> **Text excerpt**
================================
SECURITIES AND EXCHANGE COMMISSION

Washington, DC 20549

 

FORM 8-K

 

CURRENT REPORT

Pursuant to Section 13 or 15(d) of the Securities Exchange Act of 1934

 

Date of Report (Date of earliest event reported): May 20, 2024

 

Maquia Capital Acquisition Corporation

(Exact Name of Registrant as Specified in its Charter)

 

Delaware   001-40380   85-4283150
(State or other jurisdiction
of incorporation)
  (Commission File Number)   (I.R.S. Employer
Identification No.)

 

50 Biscayne Boulevard, Suite 2406    
Miami, FL   33132
(Address of Principal Executive Offices)   (Zip Code)

 

(305608-1395 

Registrant’s telephone number, including area code

 

Not Applicable

(Former name or former address, if changed since last report)

 

Check the appropriate box below if the Form 8-K filing is intended to simultaneously satisfy the filing obligation of the registrant under any of the following provisions (see General Instruction A.2. below):

 

¨ Written communications pursuant to Rule 425 under the Securities Act (17 CFR 230.425)
¨ Soliciting material pursuant to Rule 14a-12 under the Exchange Act (17 CFR 240.14a-12)
¨ Pre-commencement communications pursuant to Rule 14d-2(b) under the Exchange Act (17 CFR 240.14d-2(b))
¨ Pre-commencement communications pursuant to Rule 13e-4(c) under the Exchange Act (17 CFR 240.13e-4(c))

 

Securities registered pursuant to Section 12(b) of the Act:

 

Title of each class   Trading Symbol(s)   Name of each exchange on which registered
Units, each consisting of one share of Class A Common Stock and one-half of one Redeemable Warrant   MAQCU   The Nasdaq Stock Market LLC
         
Class A Common Stock, par value $0.0001 per share   MAQC   The Nasdaq Stock Market LLC
         
Redeemable warrants, each whole warrant exercisable for one share of Class A Common Stock for $11.50 per share   MAQCW   The Nasdaq Stock Market LLC

 

Indicate by check mark whether the registrant is an emerging growth company as defined in Rule 405 of the Securities Act of 1933 (§230.405 of this chapter) or Rule 12b-2 of the Securities Exchange Act of 1934 (§240.12b-2 of this chapter).
================================
(Object detection data)
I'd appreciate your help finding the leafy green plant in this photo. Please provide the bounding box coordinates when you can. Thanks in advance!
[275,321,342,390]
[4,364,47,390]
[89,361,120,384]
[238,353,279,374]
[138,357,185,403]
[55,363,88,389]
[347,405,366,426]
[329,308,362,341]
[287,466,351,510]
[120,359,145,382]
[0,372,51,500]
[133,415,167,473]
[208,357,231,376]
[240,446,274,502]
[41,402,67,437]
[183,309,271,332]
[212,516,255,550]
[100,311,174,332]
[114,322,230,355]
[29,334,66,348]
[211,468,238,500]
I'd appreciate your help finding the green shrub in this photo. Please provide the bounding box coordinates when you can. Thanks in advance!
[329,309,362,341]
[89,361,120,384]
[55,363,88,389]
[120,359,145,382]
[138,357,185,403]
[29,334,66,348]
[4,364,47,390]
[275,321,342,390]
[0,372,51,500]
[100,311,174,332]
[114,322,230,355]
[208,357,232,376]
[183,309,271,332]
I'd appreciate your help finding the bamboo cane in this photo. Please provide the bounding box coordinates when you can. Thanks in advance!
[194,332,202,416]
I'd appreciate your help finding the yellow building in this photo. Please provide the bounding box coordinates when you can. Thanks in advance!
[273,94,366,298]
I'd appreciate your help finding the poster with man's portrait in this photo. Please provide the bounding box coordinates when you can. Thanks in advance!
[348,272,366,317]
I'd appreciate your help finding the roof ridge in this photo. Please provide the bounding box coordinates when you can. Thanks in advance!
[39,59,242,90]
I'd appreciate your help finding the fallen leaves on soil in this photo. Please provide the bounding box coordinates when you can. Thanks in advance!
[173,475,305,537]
================================
> **The tasks**
A) List every trading symbol given in the Form 8-K excerpt.
B) According to the Form 8-K excerpt, in which state is the registrant incorporated?
The records bear no relation to the Form 8-K excerpt.

> **Solutions to the problems**
A) MAQCU, MAQC, MAQCW

B) Delaware